WHAT IS BEING ASKED → Copy out everything from the line containing "In the photo above, where can the tall" down to the line containing "point(499, 346)", both lines included, and nothing else. Leave the requests in the entries and their sample points unchanged, but multiply every answer coordinate by 1.45 and round it to a whole number, with halves rounded up.

================

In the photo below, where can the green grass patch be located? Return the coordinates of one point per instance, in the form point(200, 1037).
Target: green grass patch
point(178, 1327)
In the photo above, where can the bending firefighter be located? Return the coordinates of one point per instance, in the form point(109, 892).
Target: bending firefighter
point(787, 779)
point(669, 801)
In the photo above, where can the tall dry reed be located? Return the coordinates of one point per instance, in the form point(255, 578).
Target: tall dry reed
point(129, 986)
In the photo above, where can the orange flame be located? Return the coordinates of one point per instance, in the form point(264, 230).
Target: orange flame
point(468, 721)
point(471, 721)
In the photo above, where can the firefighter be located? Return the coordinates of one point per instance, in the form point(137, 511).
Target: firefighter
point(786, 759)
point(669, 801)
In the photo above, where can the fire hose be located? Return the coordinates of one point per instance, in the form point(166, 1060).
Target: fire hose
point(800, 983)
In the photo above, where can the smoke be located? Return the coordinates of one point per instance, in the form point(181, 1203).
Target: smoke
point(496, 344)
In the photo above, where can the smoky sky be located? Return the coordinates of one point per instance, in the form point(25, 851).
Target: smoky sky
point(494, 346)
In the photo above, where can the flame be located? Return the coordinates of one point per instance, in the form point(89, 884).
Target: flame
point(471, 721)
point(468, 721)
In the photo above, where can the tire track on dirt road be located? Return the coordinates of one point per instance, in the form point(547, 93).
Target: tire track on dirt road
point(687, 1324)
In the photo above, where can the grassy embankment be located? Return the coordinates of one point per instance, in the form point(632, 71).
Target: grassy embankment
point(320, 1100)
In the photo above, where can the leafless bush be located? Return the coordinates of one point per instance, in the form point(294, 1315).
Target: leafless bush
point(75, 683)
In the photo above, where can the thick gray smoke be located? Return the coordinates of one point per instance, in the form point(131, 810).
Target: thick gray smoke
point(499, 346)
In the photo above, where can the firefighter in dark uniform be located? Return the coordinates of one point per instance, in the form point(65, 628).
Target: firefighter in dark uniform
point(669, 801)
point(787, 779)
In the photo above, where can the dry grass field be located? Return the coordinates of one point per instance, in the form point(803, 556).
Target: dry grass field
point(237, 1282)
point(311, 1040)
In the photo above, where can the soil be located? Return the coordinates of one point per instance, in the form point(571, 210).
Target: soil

================

RESPONSE →
In the photo above, where can the tall dry reed be located? Return the coordinates of one point per instance, in the form point(255, 578).
Target: tall dry reed
point(187, 1430)
In the photo above, where can the orange flame be located? Return the coordinates of one point per instance, in the form point(264, 230).
Target: orange flame
point(679, 1045)
point(683, 1045)
In the photo above, where can the firefighter be located? Return the coordinates of one point per instance, in the form point(137, 511).
Target: firefighter
point(1140, 1101)
point(970, 1161)
In the photo above, where can the fire hose be located? Return the coordinates of one point per instance, in the form point(166, 1060).
Target: fire hose
point(1160, 1425)
In the photo above, where can the smoke be located? Return the coordinates of one point per instance, in the form point(181, 1203).
Target: smoke
point(719, 499)
In the photo above, where can the smoky sky be located? Return the coordinates of one point per instance, in the form point(25, 851).
Target: smoky sky
point(716, 502)
In the photo above, where can the flame be located? Return the coordinates of one point per instance, in the form point(89, 884).
Target: flame
point(683, 1045)
point(679, 1045)
In the photo above, where can the tire track on dirt road be located? Return the coordinates of one point per instance, in the form point(547, 93).
Target: tire track on dirt road
point(996, 1920)
In the photo above, where can the grassy embankment be located? Return the coordinates of one point per instance, in the form point(632, 71).
Target: grassy embankment
point(464, 1595)
In the photo above, where can the leafless bush be located? Return the coordinates of one point per instance, in the form point(294, 1315).
Target: leafless bush
point(109, 990)
In the photo above, where can the thick gray smoke be located? Return the coordinates of one point per instance, in the form point(131, 810).
Target: thick gray smoke
point(724, 502)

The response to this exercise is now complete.